• _Written request_: Pick out every line in the listing below that contains the word "framed", and copy each one. Case counts.

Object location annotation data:
----

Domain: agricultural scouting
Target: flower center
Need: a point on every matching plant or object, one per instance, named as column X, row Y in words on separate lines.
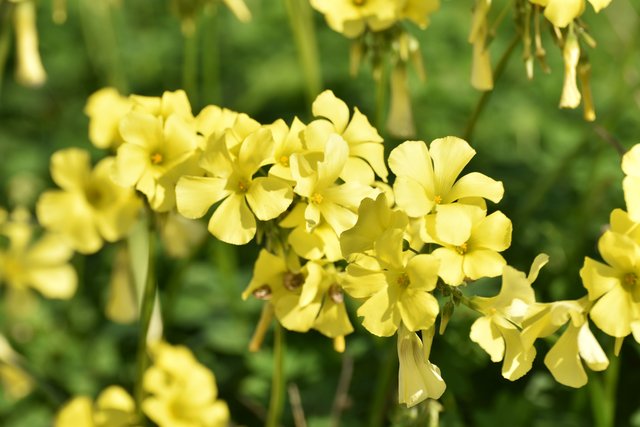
column 336, row 294
column 263, row 292
column 403, row 280
column 462, row 249
column 292, row 281
column 156, row 158
column 630, row 279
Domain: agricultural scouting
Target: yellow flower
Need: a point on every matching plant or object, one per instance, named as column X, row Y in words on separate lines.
column 181, row 391
column 231, row 179
column 41, row 264
column 105, row 109
column 394, row 285
column 615, row 288
column 155, row 153
column 113, row 408
column 426, row 177
column 15, row 382
column 374, row 218
column 418, row 11
column 302, row 298
column 576, row 342
column 562, row 12
column 470, row 242
column 352, row 17
column 418, row 378
column 631, row 182
column 319, row 243
column 317, row 182
column 366, row 151
column 498, row 331
column 89, row 208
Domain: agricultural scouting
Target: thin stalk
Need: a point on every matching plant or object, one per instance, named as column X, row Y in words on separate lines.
column 146, row 310
column 303, row 28
column 484, row 98
column 378, row 405
column 210, row 58
column 190, row 65
column 276, row 402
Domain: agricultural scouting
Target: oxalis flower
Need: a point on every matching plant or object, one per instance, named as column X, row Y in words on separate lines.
column 41, row 264
column 470, row 240
column 231, row 180
column 395, row 285
column 426, row 177
column 89, row 208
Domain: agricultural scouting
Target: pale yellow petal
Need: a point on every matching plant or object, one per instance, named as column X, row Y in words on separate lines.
column 195, row 195
column 233, row 222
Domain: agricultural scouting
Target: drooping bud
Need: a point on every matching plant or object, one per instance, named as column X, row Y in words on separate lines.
column 571, row 54
column 29, row 70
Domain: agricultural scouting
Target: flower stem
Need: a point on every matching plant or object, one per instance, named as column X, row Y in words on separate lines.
column 484, row 98
column 146, row 309
column 301, row 20
column 276, row 402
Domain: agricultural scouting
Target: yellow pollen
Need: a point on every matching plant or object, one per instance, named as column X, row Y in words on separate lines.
column 462, row 249
column 630, row 279
column 403, row 280
column 156, row 158
column 316, row 198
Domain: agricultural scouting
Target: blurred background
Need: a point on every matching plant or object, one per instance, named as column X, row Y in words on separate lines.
column 561, row 175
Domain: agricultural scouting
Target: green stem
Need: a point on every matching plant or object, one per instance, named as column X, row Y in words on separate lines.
column 301, row 21
column 146, row 310
column 378, row 403
column 190, row 65
column 210, row 58
column 276, row 402
column 484, row 98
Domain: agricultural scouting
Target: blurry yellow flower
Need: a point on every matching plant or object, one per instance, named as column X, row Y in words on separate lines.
column 394, row 285
column 231, row 179
column 615, row 287
column 498, row 332
column 90, row 207
column 419, row 11
column 426, row 177
column 29, row 70
column 15, row 382
column 470, row 242
column 562, row 12
column 366, row 151
column 181, row 391
column 113, row 408
column 105, row 109
column 418, row 378
column 317, row 182
column 631, row 182
column 41, row 264
column 352, row 17
column 155, row 153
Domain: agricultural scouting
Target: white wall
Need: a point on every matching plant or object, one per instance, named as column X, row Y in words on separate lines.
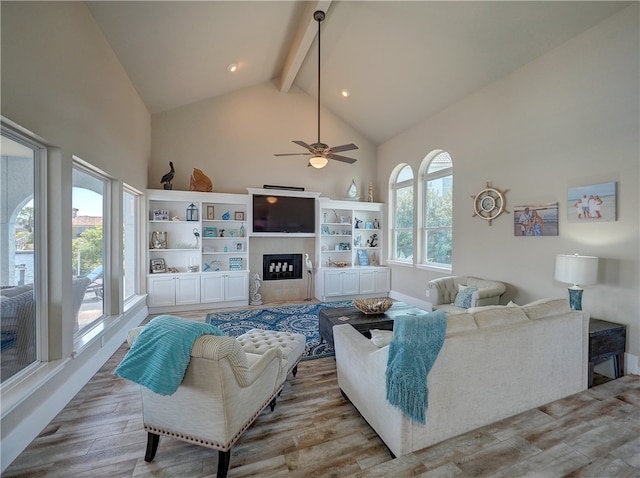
column 61, row 81
column 233, row 138
column 569, row 118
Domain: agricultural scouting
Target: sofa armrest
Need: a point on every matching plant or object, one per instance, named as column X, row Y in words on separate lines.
column 443, row 290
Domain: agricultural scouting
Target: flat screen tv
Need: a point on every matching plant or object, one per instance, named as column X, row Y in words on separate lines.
column 283, row 214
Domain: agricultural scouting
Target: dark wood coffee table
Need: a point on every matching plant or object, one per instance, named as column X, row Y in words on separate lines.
column 362, row 322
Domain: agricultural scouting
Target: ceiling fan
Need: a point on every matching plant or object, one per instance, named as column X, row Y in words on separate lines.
column 321, row 153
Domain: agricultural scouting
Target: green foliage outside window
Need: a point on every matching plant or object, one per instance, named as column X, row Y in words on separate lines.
column 88, row 248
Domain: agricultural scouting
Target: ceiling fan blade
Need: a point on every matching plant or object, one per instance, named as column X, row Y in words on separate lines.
column 344, row 159
column 344, row 147
column 304, row 145
column 292, row 154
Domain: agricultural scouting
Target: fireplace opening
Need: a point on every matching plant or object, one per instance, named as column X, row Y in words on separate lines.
column 281, row 266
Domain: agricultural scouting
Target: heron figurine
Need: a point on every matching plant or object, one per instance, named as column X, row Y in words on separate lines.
column 166, row 179
column 309, row 265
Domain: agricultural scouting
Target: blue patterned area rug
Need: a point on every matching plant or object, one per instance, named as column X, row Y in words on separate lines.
column 301, row 319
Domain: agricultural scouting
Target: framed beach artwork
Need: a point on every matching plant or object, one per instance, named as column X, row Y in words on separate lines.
column 593, row 203
column 536, row 220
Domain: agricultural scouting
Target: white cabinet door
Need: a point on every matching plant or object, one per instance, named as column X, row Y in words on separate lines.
column 162, row 291
column 368, row 282
column 350, row 282
column 236, row 286
column 382, row 280
column 341, row 282
column 212, row 288
column 332, row 283
column 187, row 290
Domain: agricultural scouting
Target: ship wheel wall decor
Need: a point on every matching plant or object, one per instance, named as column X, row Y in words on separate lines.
column 489, row 203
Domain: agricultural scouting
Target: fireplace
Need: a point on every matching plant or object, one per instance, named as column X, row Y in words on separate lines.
column 281, row 266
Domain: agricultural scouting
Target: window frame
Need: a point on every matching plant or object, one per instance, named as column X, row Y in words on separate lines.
column 40, row 259
column 394, row 187
column 423, row 228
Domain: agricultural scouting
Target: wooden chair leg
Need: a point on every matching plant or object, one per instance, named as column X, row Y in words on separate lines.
column 224, row 457
column 152, row 446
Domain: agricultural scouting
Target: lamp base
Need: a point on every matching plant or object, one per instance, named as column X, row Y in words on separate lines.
column 575, row 298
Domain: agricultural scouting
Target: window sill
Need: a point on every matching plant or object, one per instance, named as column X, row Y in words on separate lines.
column 429, row 267
column 395, row 262
column 15, row 392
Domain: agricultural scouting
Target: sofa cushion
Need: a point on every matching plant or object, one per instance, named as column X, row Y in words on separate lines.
column 381, row 338
column 497, row 316
column 460, row 323
column 463, row 298
column 542, row 308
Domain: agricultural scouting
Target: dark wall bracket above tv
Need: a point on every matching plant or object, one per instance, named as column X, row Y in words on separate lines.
column 284, row 188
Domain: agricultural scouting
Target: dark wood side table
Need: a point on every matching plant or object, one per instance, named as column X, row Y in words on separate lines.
column 606, row 340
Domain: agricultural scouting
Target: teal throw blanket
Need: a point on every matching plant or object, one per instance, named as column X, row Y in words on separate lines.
column 159, row 356
column 416, row 342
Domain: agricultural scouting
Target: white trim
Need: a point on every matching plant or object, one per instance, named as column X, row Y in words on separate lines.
column 40, row 397
column 421, row 304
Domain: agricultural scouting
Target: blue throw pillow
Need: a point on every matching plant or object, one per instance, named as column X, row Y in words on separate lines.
column 463, row 298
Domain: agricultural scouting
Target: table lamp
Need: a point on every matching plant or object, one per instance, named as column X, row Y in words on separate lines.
column 576, row 270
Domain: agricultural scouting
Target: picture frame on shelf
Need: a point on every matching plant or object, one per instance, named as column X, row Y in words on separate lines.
column 160, row 215
column 236, row 264
column 363, row 257
column 157, row 266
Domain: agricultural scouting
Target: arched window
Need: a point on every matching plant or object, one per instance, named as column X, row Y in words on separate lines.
column 437, row 217
column 401, row 214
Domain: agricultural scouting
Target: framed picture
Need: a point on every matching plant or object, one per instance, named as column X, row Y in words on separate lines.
column 363, row 257
column 157, row 266
column 593, row 203
column 536, row 220
column 160, row 215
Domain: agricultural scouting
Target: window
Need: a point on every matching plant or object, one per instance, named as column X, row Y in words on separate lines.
column 88, row 246
column 401, row 214
column 130, row 256
column 437, row 189
column 22, row 232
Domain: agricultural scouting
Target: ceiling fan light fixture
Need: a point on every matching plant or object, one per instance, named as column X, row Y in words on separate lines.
column 318, row 162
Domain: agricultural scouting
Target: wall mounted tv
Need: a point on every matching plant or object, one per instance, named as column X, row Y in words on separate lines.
column 283, row 214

----

• _Correct response_:
Target: framed beach artwork
Target: framed picture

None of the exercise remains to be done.